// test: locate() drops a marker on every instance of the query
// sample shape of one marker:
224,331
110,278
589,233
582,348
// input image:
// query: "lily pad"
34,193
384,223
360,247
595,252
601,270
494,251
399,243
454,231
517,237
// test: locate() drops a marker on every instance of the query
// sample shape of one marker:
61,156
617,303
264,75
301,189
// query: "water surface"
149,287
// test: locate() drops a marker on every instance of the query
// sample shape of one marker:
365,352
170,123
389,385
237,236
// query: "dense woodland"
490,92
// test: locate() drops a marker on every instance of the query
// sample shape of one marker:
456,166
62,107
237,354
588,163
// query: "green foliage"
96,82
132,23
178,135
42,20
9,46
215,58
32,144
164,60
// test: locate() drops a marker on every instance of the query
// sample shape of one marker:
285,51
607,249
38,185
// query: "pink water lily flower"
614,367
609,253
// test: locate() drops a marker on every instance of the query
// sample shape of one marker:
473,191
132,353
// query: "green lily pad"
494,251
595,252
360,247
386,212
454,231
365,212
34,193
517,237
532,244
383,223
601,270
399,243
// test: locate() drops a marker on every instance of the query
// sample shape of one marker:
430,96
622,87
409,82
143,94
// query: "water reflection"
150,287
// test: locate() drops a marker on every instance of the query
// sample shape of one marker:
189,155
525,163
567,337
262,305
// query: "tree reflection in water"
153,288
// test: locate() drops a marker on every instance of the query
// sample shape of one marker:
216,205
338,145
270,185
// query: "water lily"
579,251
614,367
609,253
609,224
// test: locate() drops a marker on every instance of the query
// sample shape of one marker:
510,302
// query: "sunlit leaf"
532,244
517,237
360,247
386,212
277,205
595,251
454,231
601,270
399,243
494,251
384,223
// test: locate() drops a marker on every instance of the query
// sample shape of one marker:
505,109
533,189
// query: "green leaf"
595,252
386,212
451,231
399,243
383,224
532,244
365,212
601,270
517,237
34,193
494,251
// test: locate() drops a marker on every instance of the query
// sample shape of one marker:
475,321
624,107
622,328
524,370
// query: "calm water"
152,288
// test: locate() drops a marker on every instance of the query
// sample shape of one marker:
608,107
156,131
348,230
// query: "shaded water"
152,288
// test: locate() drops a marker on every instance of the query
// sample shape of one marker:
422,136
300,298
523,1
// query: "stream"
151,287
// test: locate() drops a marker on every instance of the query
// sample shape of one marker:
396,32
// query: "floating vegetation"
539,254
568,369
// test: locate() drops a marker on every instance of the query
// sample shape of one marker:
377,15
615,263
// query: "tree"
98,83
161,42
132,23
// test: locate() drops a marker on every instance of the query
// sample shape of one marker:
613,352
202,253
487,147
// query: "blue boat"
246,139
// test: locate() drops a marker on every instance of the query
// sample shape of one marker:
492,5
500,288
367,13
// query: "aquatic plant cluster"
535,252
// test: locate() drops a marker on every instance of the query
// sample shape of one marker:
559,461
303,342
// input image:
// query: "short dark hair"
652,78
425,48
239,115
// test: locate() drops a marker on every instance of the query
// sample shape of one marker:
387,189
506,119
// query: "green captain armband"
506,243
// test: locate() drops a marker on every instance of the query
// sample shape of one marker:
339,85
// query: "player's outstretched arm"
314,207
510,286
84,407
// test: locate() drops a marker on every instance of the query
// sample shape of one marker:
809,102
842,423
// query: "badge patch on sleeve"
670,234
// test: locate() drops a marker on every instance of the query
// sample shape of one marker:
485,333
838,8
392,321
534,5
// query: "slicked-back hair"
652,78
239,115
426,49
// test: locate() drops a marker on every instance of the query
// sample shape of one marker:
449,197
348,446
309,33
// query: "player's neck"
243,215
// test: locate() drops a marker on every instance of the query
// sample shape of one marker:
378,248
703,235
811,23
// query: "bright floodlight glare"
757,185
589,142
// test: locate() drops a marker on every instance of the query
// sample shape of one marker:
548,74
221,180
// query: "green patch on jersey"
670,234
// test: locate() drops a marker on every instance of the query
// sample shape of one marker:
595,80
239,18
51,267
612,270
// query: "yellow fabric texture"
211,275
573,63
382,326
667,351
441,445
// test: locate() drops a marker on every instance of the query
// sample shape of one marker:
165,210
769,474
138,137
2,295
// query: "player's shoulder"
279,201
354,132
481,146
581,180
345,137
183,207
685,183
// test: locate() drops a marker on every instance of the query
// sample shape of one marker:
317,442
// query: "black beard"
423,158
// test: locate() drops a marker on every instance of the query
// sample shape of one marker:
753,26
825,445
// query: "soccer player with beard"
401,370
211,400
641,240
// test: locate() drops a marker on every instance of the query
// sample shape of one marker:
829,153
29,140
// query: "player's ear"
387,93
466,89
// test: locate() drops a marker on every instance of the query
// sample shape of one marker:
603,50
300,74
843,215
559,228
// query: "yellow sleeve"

════════════════

Restate the listing above word for word.

• **RESULT OF THIS TASK**:
// test: locate() drops a marker on every instance of the query
// sample shape of one marker:
224,331
110,278
589,233
582,348
// input image:
// query: "lily pad"
34,193
384,223
360,247
595,252
601,270
494,251
399,243
454,231
517,237
// test: locate() drops a marker on every instance of the query
// sample shape of one marker:
61,156
617,303
264,75
301,189
// query: "water surface"
149,287
// test: locate() drops a marker on every instance of the query
// sample shape of one marker:
365,352
170,123
389,385
237,236
// query: "dense woodland"
490,92
// test: locate() drops a marker on every instance of the query
// sample shape of one marker:
456,166
62,107
237,354
588,163
// query: "green foliage"
96,82
132,23
178,135
42,20
9,46
215,58
32,144
164,60
// test: locate() drops a marker on every instance of the query
// sample shape of one marker:
285,51
607,249
38,185
// query: "pink water lily flower"
614,367
609,253
// test: locate() drops a marker on every instance of the query
// sample shape of one marker:
473,191
132,353
// query: "green lily pad"
494,251
595,252
360,247
386,212
454,231
365,212
34,193
517,237
532,244
383,223
601,270
399,243
// test: locate() drops a marker on every instance of the query
// sample shape of one marker:
430,96
622,87
409,82
143,94
// query: "water reflection"
150,287
// test: locate() drops a marker on every instance of the query
// sample shape of one marker:
189,155
525,163
567,337
262,305
// query: "tree reflection in water"
153,288
// test: locate() drops a marker on every instance of the query
// sample shape of one marker:
216,205
338,145
270,185
// query: "water lily"
579,251
614,367
609,253
609,224
// test: locate() drops a marker on every instance of the query
// sample shape of one marker:
510,302
// query: "sunlit leaf"
532,244
517,237
360,247
386,212
277,205
595,251
454,231
601,270
399,243
494,251
384,223
// test: locate() drops a marker on every instance of the query
// sample shape of one marker:
505,109
533,189
// query: "green leaf"
595,252
386,212
451,231
399,243
383,224
532,244
365,212
601,270
517,237
34,193
494,251
// test: locate() drops a marker on every instance of the query
// sample shape of one marker:
475,321
624,107
622,328
524,370
// query: "calm water"
152,288
// test: locate() drops a marker on every instance of the query
// sample shape of one marker:
608,107
156,131
348,230
// query: "shaded water"
152,288
// test: locate() drops a marker on every instance of the query
// sample shape of one marker:
422,136
300,298
523,1
// query: "stream"
151,287
// test: locate() drops a marker on every instance of the query
// sample shape of one marker:
396,32
// query: "floating vegetation"
539,254
568,369
// test: locate() drops a marker on every instance of the query
// sample shape of one marker:
377,15
615,263
// query: "tree"
98,83
161,42
132,23
// test: locate() drops a marker on every instance of the query
// sample shape of one marker:
613,352
202,253
487,147
// query: "blue boat"
246,139
// test: locate() drops a marker on every instance of the query
// sample shape of one marker:
492,5
500,288
367,13
// query: "aquatic plant cluster"
535,252
// test: locate() drops a marker on every instance of the query
// sample shape of one marker:
559,461
303,342
// input image:
// query: "short dark hair"
652,78
425,48
239,115
// test: locate() drops a marker on every instance of the query
// sample shape of one marker:
387,189
506,119
// query: "green captain armband"
506,243
// test: locate() drops a marker on every instance of the query
// sample shape of one marker:
339,85
// query: "player's outstretched arm"
314,207
510,286
84,407
// test: locate() drops a marker on every instance of the query
// sample shape of one marker:
809,102
842,423
// query: "badge patch on sleeve"
670,234
// test: locate() drops a marker on every instance of the query
// sample shape of one marker:
485,333
838,8
392,321
534,5
// query: "slicked-back hair"
652,78
239,115
426,49
// test: locate() drops a marker on every instance of the query
// sample shape of one marker:
449,197
348,446
309,33
// query: "player's neck"
243,215
// test: locate() drops a marker on every instance of the query
// sample shape of one marker:
378,248
703,235
811,23
// query: "bright floodlight glare"
757,185
589,142
// test: locate() drops a marker on every instance of the query
// sample shape of one marker:
548,74
221,180
// query: "green patch on jersey"
670,234
// test: locate() drops a marker on every instance of the query
// sample shape of one marker:
595,80
239,18
51,267
612,270
// query: "yellow fabric texture"
211,275
573,63
382,326
667,351
441,445
// test: locate() drops a marker on every instance of the query
// sample shape of one marker:
165,210
769,474
138,137
2,295
// query: "player's shoulder"
279,201
354,132
481,146
581,180
345,137
183,207
685,183
// test: locate() drops a marker on every instance of the query
// sample shape of one marker:
317,442
// query: "black beard"
423,158
// test: locate() drops a marker on every instance of the query
// sample shape of one marker:
753,26
825,445
// query: "soccer player with beard"
401,370
211,400
641,240
// test: locate() drops a marker on every instance of the query
// sample shape of one marker:
829,153
29,140
// query: "player's ear"
387,93
466,89
// test: locate() drops a marker on every instance of the query
// sample shape of one marker:
603,50
300,74
843,215
559,228
// query: "yellow sleeve"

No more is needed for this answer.